[Start Exercise material]

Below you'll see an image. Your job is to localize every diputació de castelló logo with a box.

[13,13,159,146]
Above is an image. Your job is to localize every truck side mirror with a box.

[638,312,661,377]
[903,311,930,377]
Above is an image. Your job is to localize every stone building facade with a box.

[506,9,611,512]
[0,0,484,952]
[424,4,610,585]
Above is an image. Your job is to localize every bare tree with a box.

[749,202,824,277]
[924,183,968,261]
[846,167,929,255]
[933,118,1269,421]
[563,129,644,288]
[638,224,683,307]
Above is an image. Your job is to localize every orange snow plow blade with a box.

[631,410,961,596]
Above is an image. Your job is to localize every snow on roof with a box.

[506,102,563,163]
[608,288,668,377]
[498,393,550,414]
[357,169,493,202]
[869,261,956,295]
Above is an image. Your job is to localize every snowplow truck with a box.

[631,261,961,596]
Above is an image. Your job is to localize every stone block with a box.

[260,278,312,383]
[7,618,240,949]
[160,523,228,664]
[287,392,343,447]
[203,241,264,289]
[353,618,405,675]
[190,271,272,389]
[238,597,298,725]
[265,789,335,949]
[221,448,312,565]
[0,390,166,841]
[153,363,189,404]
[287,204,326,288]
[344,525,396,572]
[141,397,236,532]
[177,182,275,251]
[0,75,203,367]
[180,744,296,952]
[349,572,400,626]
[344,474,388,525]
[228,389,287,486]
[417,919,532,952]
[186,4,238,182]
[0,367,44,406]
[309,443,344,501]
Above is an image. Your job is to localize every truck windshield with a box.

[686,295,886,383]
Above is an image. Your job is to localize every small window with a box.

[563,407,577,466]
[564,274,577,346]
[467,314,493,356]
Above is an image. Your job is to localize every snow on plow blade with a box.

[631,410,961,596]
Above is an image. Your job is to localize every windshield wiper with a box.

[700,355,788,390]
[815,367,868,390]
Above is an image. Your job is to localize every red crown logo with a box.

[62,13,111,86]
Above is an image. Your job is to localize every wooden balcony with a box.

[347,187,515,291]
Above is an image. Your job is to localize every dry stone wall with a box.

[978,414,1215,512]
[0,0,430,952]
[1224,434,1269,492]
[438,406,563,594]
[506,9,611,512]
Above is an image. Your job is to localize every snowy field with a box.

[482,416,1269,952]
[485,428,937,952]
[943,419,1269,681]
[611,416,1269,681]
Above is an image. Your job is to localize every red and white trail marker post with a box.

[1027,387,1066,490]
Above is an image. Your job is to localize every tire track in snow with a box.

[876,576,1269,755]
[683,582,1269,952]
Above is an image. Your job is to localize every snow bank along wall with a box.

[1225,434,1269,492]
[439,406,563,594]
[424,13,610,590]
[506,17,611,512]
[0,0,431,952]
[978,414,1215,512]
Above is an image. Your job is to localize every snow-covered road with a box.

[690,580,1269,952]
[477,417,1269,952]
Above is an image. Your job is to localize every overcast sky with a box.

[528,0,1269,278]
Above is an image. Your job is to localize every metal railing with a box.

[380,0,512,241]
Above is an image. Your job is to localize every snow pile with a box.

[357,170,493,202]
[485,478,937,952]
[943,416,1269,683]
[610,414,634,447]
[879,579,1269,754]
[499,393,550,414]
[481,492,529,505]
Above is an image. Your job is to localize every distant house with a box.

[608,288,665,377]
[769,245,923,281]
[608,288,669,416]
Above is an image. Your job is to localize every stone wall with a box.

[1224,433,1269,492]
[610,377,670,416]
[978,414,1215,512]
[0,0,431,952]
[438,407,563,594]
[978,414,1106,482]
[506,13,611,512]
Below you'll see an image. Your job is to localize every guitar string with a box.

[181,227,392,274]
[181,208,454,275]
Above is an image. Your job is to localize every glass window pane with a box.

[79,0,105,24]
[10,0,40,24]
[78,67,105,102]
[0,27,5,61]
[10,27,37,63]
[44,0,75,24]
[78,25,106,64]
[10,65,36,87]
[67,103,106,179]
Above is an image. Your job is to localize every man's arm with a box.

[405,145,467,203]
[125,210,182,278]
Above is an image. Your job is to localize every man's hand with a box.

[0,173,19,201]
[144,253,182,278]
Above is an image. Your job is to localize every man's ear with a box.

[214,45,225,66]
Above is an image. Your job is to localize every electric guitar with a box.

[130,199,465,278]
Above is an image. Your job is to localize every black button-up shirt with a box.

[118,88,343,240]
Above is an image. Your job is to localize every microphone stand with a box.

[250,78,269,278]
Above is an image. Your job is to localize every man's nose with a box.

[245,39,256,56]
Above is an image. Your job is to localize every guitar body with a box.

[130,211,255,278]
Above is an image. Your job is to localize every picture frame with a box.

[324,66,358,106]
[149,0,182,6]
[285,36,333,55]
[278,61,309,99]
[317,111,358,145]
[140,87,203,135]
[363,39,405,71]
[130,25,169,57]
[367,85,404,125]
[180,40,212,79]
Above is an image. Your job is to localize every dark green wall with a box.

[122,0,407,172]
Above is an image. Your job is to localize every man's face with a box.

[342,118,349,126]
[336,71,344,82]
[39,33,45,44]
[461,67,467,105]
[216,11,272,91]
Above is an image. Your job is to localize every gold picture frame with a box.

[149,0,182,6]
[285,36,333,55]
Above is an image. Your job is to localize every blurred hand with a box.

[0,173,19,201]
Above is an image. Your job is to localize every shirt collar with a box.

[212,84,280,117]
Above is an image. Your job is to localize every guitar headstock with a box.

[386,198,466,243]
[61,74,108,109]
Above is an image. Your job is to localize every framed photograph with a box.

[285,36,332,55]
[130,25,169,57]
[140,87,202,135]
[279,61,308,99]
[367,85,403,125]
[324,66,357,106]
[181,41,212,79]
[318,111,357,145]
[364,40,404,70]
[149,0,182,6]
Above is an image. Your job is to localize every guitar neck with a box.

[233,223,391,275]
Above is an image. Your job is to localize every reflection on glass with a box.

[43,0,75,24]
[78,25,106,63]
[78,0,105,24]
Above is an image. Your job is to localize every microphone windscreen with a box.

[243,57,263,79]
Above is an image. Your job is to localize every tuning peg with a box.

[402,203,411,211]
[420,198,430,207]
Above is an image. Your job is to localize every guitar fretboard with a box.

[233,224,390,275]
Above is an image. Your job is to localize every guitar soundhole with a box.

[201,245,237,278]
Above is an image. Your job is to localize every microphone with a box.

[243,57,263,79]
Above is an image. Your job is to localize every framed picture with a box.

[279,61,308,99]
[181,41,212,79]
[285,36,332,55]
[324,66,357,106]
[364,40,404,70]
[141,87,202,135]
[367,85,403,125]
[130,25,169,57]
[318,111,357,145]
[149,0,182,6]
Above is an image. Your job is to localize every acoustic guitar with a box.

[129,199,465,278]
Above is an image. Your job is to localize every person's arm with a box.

[End Exercise material]

> **Goal**
Select every line of the listing above that contains the string "window", and copy each one in full.

> **Solution to this exercise**
Above is an image. Your job is to localize every small window with a box.
Above is an image. Your job is to localize every glass window pane with a box.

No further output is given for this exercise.